YOUR OBJECTIVE
Up to and including the final line, retype each line of the records below, starting with the one that contains "Please point out the cheek".
[Start of Attachment]
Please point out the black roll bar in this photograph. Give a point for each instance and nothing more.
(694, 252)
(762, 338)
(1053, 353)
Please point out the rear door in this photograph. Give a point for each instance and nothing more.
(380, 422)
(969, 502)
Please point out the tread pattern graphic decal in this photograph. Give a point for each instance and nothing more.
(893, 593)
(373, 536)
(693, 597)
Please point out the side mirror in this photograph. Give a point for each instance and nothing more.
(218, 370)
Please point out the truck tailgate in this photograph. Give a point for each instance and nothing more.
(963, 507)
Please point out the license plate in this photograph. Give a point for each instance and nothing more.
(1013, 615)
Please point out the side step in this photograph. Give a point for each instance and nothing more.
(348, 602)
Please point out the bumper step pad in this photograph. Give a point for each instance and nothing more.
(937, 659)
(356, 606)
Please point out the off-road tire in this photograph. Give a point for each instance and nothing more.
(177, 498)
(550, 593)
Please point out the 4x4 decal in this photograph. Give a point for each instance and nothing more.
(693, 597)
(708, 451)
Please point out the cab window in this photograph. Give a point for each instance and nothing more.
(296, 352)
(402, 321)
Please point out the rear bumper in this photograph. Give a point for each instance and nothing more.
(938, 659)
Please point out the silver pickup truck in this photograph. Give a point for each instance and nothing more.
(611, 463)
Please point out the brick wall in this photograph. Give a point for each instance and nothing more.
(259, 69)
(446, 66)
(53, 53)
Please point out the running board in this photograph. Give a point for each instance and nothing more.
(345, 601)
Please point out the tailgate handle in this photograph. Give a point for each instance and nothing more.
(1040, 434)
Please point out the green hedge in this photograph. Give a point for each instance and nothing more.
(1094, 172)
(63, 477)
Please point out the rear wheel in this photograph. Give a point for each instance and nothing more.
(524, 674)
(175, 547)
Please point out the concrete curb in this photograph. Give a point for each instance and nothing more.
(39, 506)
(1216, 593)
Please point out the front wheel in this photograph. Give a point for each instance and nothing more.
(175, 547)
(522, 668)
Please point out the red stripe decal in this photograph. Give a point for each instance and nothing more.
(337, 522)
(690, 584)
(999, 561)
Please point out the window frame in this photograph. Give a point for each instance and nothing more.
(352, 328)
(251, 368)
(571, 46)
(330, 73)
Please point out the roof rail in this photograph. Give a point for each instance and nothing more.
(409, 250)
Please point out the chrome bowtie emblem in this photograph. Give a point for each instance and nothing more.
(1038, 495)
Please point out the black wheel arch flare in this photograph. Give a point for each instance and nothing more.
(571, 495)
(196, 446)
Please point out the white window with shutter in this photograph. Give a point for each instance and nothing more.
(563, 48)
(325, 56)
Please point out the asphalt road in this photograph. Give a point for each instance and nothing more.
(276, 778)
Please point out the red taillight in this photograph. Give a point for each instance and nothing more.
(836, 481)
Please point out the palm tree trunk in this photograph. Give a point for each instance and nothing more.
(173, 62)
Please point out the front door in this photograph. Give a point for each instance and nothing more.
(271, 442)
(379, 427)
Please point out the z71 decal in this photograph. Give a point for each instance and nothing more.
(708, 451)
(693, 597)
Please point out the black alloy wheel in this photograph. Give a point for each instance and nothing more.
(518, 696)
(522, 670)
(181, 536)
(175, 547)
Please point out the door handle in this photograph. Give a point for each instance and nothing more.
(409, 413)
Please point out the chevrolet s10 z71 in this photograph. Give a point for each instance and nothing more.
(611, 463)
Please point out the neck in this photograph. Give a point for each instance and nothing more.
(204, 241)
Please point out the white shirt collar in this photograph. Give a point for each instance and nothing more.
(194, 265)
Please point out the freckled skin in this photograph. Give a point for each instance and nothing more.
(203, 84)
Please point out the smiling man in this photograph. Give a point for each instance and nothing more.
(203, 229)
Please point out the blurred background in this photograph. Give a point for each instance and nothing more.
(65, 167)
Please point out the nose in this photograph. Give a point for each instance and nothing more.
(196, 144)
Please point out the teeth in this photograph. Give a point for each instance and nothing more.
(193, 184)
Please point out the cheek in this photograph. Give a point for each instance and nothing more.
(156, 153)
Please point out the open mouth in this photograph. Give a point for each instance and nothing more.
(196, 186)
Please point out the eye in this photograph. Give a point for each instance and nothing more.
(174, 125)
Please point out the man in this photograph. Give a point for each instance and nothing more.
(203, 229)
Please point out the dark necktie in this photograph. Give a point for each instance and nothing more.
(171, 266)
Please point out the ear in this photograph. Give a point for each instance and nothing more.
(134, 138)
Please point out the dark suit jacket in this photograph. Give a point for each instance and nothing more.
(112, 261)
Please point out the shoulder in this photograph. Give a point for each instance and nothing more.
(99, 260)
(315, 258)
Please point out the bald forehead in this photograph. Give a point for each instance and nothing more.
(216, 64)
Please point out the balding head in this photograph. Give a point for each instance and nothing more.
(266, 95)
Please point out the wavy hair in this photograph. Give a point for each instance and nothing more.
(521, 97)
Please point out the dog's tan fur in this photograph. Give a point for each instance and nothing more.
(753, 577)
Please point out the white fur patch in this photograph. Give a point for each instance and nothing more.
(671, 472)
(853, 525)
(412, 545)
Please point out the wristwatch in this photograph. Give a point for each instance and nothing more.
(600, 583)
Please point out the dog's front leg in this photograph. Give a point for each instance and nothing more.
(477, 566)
[End of Attachment]
TASK ANSWER
Please point out the cheek in this photograph. Give a point for each instance and nothing more.
(156, 153)
Please point out the open mouth in this photograph. Give a point for each instance and nothing more.
(196, 186)
Please point out the eye in this photograph. Give a point for each instance and nothing more.
(174, 125)
Please point out the man in this photograph. Give a point for each instance and nothing more.
(203, 229)
Please point out the dark necktie in this photograph. Give a point for each instance and nothing more.
(171, 266)
Please point out the ear in this photograph. Give a point for each instance and nothing more.
(134, 138)
Please point out the dark suit jacket in this photograph. Give a point for each instance and nothing more.
(112, 261)
Please point out the shoulder in this photograph. Give a point for each instance and nothing more.
(99, 260)
(315, 258)
Please point out the bald forehead in this photograph. Give a point for each instance and nothing more.
(216, 64)
Please point out the balding head in this photograph. Give a point for each instance and nothing more.
(266, 95)
Please point out the wavy hair in this photograph. Give a point for each instance and nothing more.
(521, 97)
Please point out the dog's tan fur in this photograph. Give a point for each instance and nothing more.
(753, 577)
Please point out the white fur patch in this photograph. Give a point for each instance and nothing more.
(671, 472)
(853, 525)
(412, 545)
Please point out the wristwatch in this photograph. Give a point for each instance and nothing more.
(600, 583)
Please point out the dog's front leg in this photograph. Give a point for each instance and nothing more.
(477, 566)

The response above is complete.